#### Exercise inputs

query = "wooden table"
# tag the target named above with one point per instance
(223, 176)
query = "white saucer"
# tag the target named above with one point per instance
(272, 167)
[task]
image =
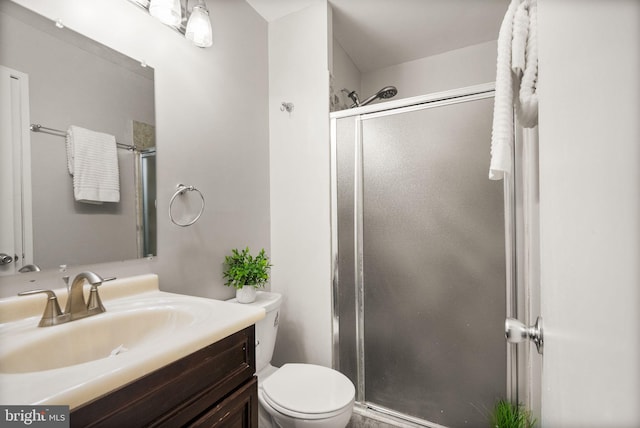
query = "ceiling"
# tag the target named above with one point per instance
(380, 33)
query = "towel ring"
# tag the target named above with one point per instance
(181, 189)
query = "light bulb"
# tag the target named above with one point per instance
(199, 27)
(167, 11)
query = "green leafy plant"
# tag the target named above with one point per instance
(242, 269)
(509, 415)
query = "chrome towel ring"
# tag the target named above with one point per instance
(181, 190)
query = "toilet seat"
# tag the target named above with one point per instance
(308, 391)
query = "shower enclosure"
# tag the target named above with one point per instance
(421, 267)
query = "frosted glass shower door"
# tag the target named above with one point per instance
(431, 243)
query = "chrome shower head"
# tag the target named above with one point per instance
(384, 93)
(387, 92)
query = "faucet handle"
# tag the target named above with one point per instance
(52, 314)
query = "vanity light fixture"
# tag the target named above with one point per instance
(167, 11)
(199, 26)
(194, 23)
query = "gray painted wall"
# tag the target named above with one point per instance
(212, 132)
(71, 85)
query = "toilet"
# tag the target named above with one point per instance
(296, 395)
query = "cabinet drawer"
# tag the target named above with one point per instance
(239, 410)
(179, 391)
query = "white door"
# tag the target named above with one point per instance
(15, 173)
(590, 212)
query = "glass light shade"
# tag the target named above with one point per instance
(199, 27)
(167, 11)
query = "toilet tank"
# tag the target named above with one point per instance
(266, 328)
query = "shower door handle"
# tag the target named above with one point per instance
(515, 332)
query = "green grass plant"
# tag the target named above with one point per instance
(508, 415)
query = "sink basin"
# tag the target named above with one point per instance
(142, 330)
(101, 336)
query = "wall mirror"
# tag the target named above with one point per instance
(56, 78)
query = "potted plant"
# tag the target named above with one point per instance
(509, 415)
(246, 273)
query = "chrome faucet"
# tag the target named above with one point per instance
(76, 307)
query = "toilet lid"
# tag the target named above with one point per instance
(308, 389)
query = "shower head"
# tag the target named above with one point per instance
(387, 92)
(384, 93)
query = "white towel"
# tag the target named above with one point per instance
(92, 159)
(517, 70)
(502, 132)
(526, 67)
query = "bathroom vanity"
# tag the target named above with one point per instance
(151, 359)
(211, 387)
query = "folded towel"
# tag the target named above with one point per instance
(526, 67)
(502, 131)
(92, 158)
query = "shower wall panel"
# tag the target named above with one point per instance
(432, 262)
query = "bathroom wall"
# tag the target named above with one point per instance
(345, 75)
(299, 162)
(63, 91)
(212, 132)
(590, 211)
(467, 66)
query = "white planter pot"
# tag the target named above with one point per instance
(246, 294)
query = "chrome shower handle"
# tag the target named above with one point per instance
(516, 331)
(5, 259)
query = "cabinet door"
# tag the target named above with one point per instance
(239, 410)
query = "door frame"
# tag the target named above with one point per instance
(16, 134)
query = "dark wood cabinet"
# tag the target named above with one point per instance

########

Exercise objective:
Quote every record above exactly, leaving out the pictures.

Answer to this exercise:
query = "wooden table"
# tag the target named above with one point per instance
(223, 176)
query = "white saucer"
# tag the target named above with one point per instance
(272, 167)
[task]
image =
query = "ceiling"
# tag the target named above with one point per instance
(380, 33)
query = "towel ring"
# tag the target named above with one point per instance
(181, 189)
query = "light bulb"
# tag the target named above with one point per instance
(199, 27)
(167, 11)
query = "green leafy plant"
# tag the target named above with one point per instance
(242, 269)
(509, 415)
query = "chrome towel ring"
# tag the target named above with one point per instance
(181, 190)
query = "toilet seat"
# tag the target named above with one point per instance
(308, 391)
query = "shower enclosure"
# tag the target named above with one point per instance
(421, 267)
query = "frosted glass shower door"
# tag the target named above with one point per instance
(431, 243)
query = "chrome shower head"
# tag the target named above with one point per instance
(384, 93)
(387, 92)
query = "faucet handle"
# tag the target named above with one point per instance
(52, 314)
query = "vanity light fixture"
# tag the target named above with one point per instance
(167, 11)
(199, 26)
(194, 23)
query = "gray painted wall"
# tag the target named above with one point per instance
(212, 132)
(71, 85)
query = "toilet"
# tag the target named above with one point per instance
(296, 395)
query = "cabinet drawer"
# tag the target named above with one point per instance
(239, 410)
(179, 391)
query = "white door"
# tag the target named above with one point per instance
(15, 173)
(590, 212)
query = "glass light shade"
# tag the target named above with one point per instance
(199, 27)
(167, 11)
query = "toilet tank"
# tag the target named above with one point per instance
(266, 328)
query = "shower door handle"
# tag the target named above with one point per instance
(515, 332)
query = "green grass plant"
# tag the target named above with one point per instance
(508, 415)
query = "sink basin"
# tag the target named above with one point per instance
(142, 330)
(101, 336)
query = "wall mirror"
# tag the target named above with one point per instance
(56, 78)
query = "potted plant"
# tag the target named above with one point per instance
(509, 415)
(246, 273)
query = "chrome faucet"
# tag the target named above with one point per instance
(76, 307)
query = "toilet lid"
# tag the target named above with one point per instance
(308, 389)
query = "shower head"
# tag the target named above with one point per instance
(387, 92)
(384, 93)
query = "white towel"
# tag the target named above with one point per instance
(92, 159)
(517, 70)
(502, 132)
(526, 67)
query = "bathroom vanity"
# tag the target named above with one point per instance
(151, 359)
(211, 387)
query = "folded towel"
# tag the target named above with one point per instance
(526, 67)
(502, 131)
(92, 158)
query = "shower wall panel"
# tag the target named above with one point per instance
(432, 262)
query = "bathroom wall"
# tag the target named above with one point per instance
(345, 75)
(299, 162)
(63, 91)
(212, 132)
(590, 211)
(467, 66)
query = "white planter pot"
# tag the target named above with one point per instance
(246, 294)
query = "chrome shower handle"
# tag the target named above with one point per instance
(516, 331)
(5, 259)
query = "cabinet door"
# tag the target named above with one point per instance
(239, 410)
query = "door frame"
# tag the target named above with one point per instance
(16, 134)
query = "dark wood cabinet"
# tag the target named above with one point per instance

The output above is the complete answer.